• **TEXT FOR ANALYSIS**:
────

Sickness and deaths from the corona virus present challenges to save lives, but could also prompt discussion about different ways to live.
China’s strict quarantine measures have given breathing space to the climate. Factories were closed, few cars used, streets deserted and flights cancelled. The air is clearer and the slave labour required to meet the world’s dependency on Chinese manufactured goods has ceased, at least for now.
In Australia, the corona virus threat sees massive down turn in stock markets, financial difficulties in retail and tourism and anxiety about health care resources. Panic buying displays individuals’ selfishness, but ideas could be paraded about indispensable collective interests, such as the use of time and the nature of work.
There is a point at which work, especially full-time work, is not something people want or can do, hence the need for liveable incomes to enable choice of activities which are personally satisfying and could contribute to a common good. US surveys, for example, record that more than half of US workers are unhappy and would retire early if financial support and universal health services were available.
Here is an opportunity to replace the uncritical worship of the work ethic with consideration of the old idea of a universal income paid to an entire population. It would replace all forms of government provided income, would improve equity and could generate activities unrelated to economic goals.
French philosopher Andre Gorz wrote, ‘Let us work less so that we may all work and do more things by ourselves in our free time.’ In his recent book, A World Without Work, David Susskind argues that a future social and economic transition should not only be to jobs in a renewable energy sector but to a more equal, less competitive, less destructive society.
Given hours wasted in traffic jams, we would be mad not to consider better uses of time. Being marooned in traffic must give some individuals time to reflect that the job to which they are driving may not be fulfilling and might not be much use to anyone. They might recall that their non-economic activities encompass everything that is done out of friendship, love, compassion and concern.
Appeals from medical officers to be strict about personal hygiene and to be responsible in contact with others, emphasise the altruistic side of community existence,
Activities which promote public value, form life’s fabric. They contribute to socially desirable wealth: reforestation, beach protection, theatrical and sporting activities, housing and educational projects and a possible imitation of the work of the visionary William Morris, activist for arts and crafts in nineteenth century England.
The transition, for which corona could be a catalyst, is not simply about different work but to values and language to envision a future in which life-enhancing features of personal relationships and community activities are prominent. Economic stimulus packages may not benefit all citizens, in particular in Australia those surviving on basic wages such as the numerous casual workers who have no entitlement to sick leave and, until help promised from the Government’s stimulus package, no finance left if their work ceases.
In the US, the Congress has authorized $8.3 billion to fight the corona outbreak, though this is less than one tenth of the annual cost of the Afghanistan war, and before the stock market crash on March 9, one fifteenth of the wealth of Amazon CEO Jeff Bezos. Prima facie it looks as though efforts to combat the epidemic that threatens millions of lives may be of less importance than protecting private profits and the health of financial institutions.
Constructive responses to the corona virus, not Australia’s toilet roll panic, could contribute to a politics for the future, a promise of far more than the repetition that we need economic stimuli in order to return to business as usual. Some politicians are familiar with alternative ideas, but most seem preoccupied with economic growth and with the going-nowhere climate-versus-coal controversy.
Response to corona virus dangers, in common with ways to learn from any crisis, can be used to raise questions about policies to consider new ways to live. But an obsession with recession will stifle even modest steps towards a socially just and ecologically responsible society.
Stuart Rees, OAM is Professor Emeritus, University of Sydney & recipient of the Jerusalem (Al Quds) Peace Prize.

────

• **Stored items**:
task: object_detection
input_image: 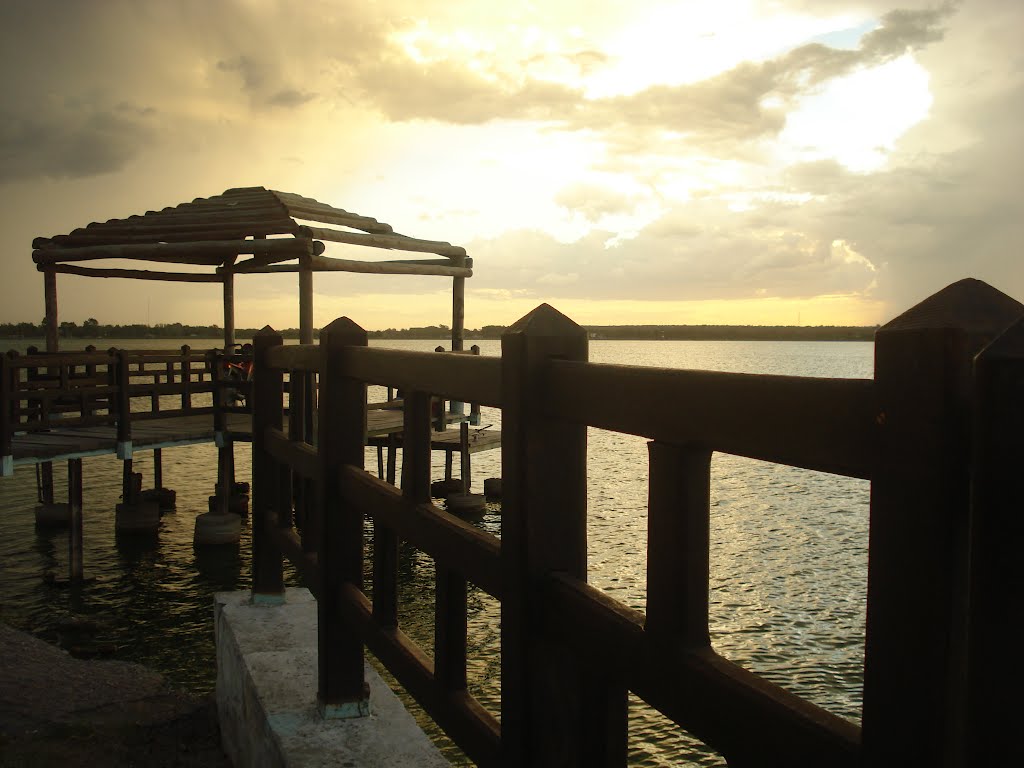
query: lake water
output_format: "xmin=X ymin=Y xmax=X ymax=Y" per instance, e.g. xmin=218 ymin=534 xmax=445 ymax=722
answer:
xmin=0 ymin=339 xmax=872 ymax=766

────

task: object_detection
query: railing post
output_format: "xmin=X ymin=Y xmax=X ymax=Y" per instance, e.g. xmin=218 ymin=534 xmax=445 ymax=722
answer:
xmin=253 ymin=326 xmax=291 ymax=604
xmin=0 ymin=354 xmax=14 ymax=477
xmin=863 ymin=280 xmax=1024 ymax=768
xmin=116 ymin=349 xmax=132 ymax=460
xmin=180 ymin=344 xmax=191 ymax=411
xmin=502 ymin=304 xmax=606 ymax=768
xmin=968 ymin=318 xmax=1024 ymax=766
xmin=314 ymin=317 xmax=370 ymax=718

────

• **APPLY WHAT YOU READ**:
1. For each statement, decide whether the corona virus essay supports it and answer yes or no, quoting the words from the essay that settle it.
(a) Surveys in the US show that more than half of US workers are unhappy.
(b) The US Congress authorized $83 billion to fight the corona outbreak.
(c) Andre Gorz is described as a German philosopher.
2. Answer these questions from the corona virus essay:
(a) In what century and country was William Morris an activist for arts and crafts?
(b) What is the title of David Susskind's recent book?
(c) On what date did the stock market crash?

• **ANSWER SECTION**:
1.
(a) Yes: "more than half of US workers are unhappy"
(b) No: "the Congress has authorized $8.3 billion to fight the corona outbreak"
(c) No: "French philosopher Andre Gorz"

2.
(a) Nineteenth century England
(b) A World Without Work
(c) March 9